* **What needs to be done**
According to the film screening listing, which prize did Hand Gestures win at the 2015 Berlin Film Festival?

* **Passage provided**

Starts:
06:30pm, Thursday, 19 November 2015
Until:
08:45pm, Thursday, 19 November 2015
Venue
Barbican, Beech Street, London EC2Y 8AE
Tickets
Standard:
£11.50
AF Members:
£7.50 (Please contact AF for promotional discount code)
Concessions:
£10.50
Young Barbican:
£5
Tel (9am-8pm):
+44 (0)20 7638 8891
In collaboration with:
Milan Design Film Festival
The Italian Project
A double-bill exploring the transformation of matter into form and film – and the meeting of traditional Italian craft with contemporary Italian cinema – in a special collaboration with the Milano Design Film Festival and The Italian Project.
We are delighted that directors Francesco Clerici and Yuri Ancarani will both be present for a Q&A with Christopher Turner (Director, London Design Biennale) following the screening.
Il Capo
The choreography of labour in a Carrara marble quarry becomes a highly painterly ballet mécanique, as Ancarani excavates a sublime documentary artifact from the interface of geology, man and machine. A lyrical mode of composition and editing gives shape to the celebrated Italian artist’s ongoing visual exploration of modernity, people and place.
Italy, 2010, Yuri Ancarani, 15 mins
Hand Gestures (Il Gesto Delle Mani) [Special Preview]
Winner of the Fipresci International Critics Prize at the 2015 Berlin Film Festival, Clerici’s feature length documentary reveals the workings of a historic Milanese foundry, The Fonderia Artistica Battaglia (est. 1913), through an intimate observation of the casting of a single bronze sculpture.
Tracing the chain of gestures and processes, unchanged since the 4th Century BC, employed in the artisans’ craft, the film bridges past and present to explore the foundry and its workers as collaborators in the act of creation.
“We see, hear, follow and feel a symphony: editing and sound form a unique flow, imitating a unique work-process. Black and white images from long ago blend in and out with terracotta, among fifty shades of red and brown, all to end up immortalised as bronze. Taking us into the heart and soul of an historic foundry in Milan.”
- Fipresci Jury Statement
Italy, 2015, Francesco Clerici, 77 mins
Programme Notes by Christopher Turner
“In the cinema,” wrote the Italian philosopher Giorgio Agamben in his essay ‘Notes on Gesture’ (1992), “a society that has lost its gestures seeks to reappropriate what it has lost while simultaneously recording that loss.” As a universally legible language of gesture fell into disuse, Agamben contends, it was revived in the histrionic articulations of silent cinema, in the spasmodic action seen in the films of Georges Méliès or the Lumière brothers. “Gesture rather than image,” Agamben asserts, “is the cinematic element.” Both Francesco Clerici’s Il Gesto Delle Mani (Hand Gestures) and Yuri Ancarani’s Il Capo (The Chief) can be read as, in part, evocative explorations of what Agamben termed “gestural cinema”.

[Excerpts of pointing data]
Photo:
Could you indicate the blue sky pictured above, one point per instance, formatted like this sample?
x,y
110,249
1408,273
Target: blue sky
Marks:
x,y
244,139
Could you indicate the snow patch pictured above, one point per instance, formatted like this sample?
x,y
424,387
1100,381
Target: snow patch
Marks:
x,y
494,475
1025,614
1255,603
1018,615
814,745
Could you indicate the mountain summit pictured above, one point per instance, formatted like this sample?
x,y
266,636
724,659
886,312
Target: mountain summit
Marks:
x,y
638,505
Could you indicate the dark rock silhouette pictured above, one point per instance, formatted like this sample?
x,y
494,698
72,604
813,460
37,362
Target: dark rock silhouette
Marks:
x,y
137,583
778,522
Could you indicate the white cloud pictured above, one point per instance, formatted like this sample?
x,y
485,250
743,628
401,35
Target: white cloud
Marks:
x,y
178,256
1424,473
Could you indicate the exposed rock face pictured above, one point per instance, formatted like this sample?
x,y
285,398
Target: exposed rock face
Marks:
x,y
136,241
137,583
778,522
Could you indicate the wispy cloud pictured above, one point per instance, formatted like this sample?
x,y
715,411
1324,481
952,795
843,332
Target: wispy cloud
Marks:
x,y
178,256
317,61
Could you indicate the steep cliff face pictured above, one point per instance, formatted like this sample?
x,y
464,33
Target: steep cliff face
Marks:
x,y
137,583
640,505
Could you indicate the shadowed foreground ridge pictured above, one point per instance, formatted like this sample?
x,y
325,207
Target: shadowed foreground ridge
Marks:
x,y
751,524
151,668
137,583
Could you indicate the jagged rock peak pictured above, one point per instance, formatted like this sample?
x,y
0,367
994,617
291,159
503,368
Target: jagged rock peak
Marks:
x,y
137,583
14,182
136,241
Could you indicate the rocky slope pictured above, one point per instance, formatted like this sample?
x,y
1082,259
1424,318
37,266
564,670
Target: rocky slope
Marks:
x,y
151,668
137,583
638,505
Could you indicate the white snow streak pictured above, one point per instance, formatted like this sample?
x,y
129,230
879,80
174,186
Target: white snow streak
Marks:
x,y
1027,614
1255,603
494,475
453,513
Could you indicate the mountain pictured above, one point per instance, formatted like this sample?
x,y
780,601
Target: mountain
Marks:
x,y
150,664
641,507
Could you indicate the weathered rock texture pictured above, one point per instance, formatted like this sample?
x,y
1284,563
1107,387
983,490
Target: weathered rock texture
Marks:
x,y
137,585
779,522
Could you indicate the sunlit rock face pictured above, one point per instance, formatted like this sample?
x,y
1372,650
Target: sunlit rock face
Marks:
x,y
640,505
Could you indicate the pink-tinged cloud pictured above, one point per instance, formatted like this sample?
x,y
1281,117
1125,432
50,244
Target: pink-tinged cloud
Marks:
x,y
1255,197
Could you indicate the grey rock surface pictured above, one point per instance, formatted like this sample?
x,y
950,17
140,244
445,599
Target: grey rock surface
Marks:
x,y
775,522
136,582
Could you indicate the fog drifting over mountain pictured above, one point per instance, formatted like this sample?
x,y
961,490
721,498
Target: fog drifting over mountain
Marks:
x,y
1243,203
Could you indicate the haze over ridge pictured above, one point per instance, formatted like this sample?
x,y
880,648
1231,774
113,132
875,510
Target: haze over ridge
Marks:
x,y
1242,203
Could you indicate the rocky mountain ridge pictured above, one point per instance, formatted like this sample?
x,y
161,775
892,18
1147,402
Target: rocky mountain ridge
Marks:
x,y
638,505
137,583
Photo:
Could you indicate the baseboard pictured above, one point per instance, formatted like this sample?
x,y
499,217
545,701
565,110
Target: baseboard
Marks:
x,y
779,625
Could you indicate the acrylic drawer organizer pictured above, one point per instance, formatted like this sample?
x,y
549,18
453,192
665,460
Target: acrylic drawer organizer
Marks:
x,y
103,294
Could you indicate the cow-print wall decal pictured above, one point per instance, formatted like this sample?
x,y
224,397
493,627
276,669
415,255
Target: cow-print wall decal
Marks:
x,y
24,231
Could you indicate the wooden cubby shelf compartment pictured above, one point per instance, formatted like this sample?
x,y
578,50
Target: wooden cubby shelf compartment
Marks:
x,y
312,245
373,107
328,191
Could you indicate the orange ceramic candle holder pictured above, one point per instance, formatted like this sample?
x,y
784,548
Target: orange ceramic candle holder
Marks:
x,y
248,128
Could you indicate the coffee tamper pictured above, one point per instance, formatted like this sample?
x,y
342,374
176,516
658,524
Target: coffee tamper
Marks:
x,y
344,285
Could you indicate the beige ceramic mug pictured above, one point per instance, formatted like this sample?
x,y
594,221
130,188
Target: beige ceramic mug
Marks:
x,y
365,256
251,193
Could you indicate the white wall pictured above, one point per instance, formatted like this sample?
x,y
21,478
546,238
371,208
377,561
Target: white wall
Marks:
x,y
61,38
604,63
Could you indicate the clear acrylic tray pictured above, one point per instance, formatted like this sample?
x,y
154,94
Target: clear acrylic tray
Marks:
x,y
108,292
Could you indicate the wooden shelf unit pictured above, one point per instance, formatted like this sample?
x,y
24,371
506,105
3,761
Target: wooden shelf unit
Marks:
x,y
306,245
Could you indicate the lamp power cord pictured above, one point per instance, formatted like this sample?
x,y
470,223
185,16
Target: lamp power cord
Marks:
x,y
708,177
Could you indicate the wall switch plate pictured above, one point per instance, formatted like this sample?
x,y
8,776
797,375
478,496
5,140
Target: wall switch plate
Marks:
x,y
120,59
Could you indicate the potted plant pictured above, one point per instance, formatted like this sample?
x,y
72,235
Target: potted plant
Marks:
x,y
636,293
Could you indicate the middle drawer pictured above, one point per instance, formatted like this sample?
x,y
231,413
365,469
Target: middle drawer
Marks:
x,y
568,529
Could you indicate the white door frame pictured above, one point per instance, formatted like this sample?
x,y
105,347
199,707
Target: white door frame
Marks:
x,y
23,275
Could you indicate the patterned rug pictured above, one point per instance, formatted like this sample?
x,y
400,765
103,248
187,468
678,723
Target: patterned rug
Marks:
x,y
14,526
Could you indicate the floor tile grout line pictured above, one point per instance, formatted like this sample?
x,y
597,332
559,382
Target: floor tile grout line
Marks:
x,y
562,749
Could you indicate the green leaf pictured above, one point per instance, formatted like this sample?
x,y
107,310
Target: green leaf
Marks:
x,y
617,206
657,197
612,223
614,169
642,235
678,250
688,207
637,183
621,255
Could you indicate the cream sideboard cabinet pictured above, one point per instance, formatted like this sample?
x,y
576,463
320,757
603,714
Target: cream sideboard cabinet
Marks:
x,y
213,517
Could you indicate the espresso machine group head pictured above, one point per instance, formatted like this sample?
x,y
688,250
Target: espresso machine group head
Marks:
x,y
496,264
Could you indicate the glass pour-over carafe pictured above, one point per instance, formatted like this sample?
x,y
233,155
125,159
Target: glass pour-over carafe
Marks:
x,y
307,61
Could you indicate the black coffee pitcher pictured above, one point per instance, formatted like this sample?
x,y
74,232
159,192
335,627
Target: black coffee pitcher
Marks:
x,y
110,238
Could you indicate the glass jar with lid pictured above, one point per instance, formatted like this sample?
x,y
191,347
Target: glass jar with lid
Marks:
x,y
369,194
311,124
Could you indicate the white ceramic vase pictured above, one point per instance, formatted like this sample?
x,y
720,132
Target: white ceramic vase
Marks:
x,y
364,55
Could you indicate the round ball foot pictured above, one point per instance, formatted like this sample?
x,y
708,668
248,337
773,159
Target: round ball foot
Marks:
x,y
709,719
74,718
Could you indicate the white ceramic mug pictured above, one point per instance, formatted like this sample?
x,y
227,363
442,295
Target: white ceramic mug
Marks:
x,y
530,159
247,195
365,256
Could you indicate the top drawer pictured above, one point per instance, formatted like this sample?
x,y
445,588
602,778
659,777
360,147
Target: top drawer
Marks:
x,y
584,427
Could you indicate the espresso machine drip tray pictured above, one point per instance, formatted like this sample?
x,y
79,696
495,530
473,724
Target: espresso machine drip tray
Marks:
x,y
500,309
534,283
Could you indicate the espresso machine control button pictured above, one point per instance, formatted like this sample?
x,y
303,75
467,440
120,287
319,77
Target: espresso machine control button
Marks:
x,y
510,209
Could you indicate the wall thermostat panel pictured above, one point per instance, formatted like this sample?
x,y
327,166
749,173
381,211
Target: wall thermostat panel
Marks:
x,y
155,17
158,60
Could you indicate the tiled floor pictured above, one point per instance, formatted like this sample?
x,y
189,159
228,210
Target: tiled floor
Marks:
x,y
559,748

* **Output of the exercise**
The Fipresci International Critics Prize.